§ DIRECTIONS FOR THIS TASK
Reproduce all of the material below word for word, leaving the pictures out of your answer.

** BEGIN DATA SUPPLIED **

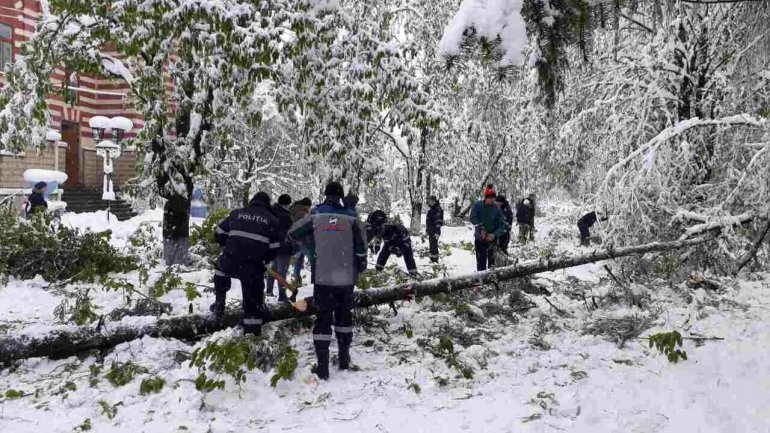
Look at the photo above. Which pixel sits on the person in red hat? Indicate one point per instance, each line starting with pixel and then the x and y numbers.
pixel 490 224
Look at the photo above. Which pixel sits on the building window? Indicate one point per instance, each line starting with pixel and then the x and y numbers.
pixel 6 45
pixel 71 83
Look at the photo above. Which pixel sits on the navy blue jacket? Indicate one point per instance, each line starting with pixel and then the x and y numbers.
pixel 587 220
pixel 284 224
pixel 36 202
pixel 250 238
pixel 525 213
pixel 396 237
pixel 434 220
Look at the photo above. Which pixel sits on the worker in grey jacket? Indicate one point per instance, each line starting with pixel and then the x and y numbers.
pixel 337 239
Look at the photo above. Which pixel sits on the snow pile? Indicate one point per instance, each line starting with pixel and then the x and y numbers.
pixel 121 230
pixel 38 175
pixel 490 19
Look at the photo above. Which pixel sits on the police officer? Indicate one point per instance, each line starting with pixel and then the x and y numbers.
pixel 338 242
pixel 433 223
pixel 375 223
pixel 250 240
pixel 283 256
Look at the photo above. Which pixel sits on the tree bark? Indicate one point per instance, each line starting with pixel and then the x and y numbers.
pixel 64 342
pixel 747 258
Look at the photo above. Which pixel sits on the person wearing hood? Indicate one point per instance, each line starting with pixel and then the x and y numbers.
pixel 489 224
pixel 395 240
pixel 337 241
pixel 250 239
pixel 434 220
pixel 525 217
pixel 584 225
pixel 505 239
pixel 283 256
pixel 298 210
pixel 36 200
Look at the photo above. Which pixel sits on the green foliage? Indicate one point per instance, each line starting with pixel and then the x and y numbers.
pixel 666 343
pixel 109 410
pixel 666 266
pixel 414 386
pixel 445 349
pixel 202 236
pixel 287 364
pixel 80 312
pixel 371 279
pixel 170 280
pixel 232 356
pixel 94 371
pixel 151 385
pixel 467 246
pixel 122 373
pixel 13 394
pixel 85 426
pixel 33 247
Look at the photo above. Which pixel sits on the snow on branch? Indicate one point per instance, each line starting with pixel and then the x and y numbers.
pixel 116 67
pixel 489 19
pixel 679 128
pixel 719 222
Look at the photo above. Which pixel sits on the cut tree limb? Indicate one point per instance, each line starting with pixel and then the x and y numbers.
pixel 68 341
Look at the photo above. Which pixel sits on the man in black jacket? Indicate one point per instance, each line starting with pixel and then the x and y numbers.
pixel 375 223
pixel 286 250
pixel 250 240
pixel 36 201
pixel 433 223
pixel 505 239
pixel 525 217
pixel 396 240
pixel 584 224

** END DATA SUPPLIED **

§ RESULT OF THIS TASK
Look at the photo above. Which pixel sits on the person in red hat? Indicate one point per instance, each line starting with pixel and then the x and y numbers.
pixel 490 224
Look at the photo above. Which pixel sits on the building window? Indicate one point per instance, each line starting with pixel and then the x and y numbers.
pixel 6 45
pixel 71 83
Look at the photo above. Which pixel sits on the navy blue jacket? Indicate one point per instance, each line starting with pixel and then the x and y numbers.
pixel 587 220
pixel 284 224
pixel 36 202
pixel 250 238
pixel 525 213
pixel 396 237
pixel 434 220
Look at the photo above. Which pixel sits on the worker in grey jacket? Indicate one point per instance, each line starting with pixel and then the x and y numbers.
pixel 337 239
Look at the photo above. Which pixel sits on the snow pile? Indicate one point per instance, each line starting with pixel and then the x and y numbers.
pixel 121 230
pixel 38 175
pixel 490 19
Look at the photo above. Which pixel sits on the police officer? Indicate one point per instance, each line starting with pixel and then the x and y numbers.
pixel 338 242
pixel 433 223
pixel 375 223
pixel 250 240
pixel 283 256
Look at the photo above. Which pixel sits on the tree bark? Indicate one point per instance, each line starting with pixel and then the x and y numbers.
pixel 64 342
pixel 747 258
Look at the photo above. Which pixel sits on the person wearing hood? Indicate one point per instance, each line starting with pixel and then the x and y numbers.
pixel 489 224
pixel 395 240
pixel 337 241
pixel 250 239
pixel 434 220
pixel 525 217
pixel 584 225
pixel 505 239
pixel 283 256
pixel 298 210
pixel 36 200
Look at the photo above. Which pixel sits on the green foliage? Indicate one point per instance, each line starting with pixel and then the x and y numbers.
pixel 666 343
pixel 109 410
pixel 666 266
pixel 414 386
pixel 445 349
pixel 202 236
pixel 287 364
pixel 80 312
pixel 371 279
pixel 170 280
pixel 232 356
pixel 94 371
pixel 151 385
pixel 467 246
pixel 122 373
pixel 13 394
pixel 85 426
pixel 33 247
Look at the photo above. Which pixel sits on the snow on branch? Indicate one point per instance, each line starting with pixel and then the x and y numbers.
pixel 116 67
pixel 489 19
pixel 679 128
pixel 719 222
Look at the photo above. Which pixel sits on the cut tree limb? Indicate one point per instance, each line starting with pixel and then the x and y numbers.
pixel 68 341
Look at the photo above. Which pixel sits on the man in black jacket? Indicate one point per instance, each line starting with pixel and then the x and y numbers.
pixel 375 223
pixel 286 250
pixel 250 240
pixel 36 201
pixel 433 223
pixel 505 239
pixel 525 217
pixel 396 240
pixel 584 224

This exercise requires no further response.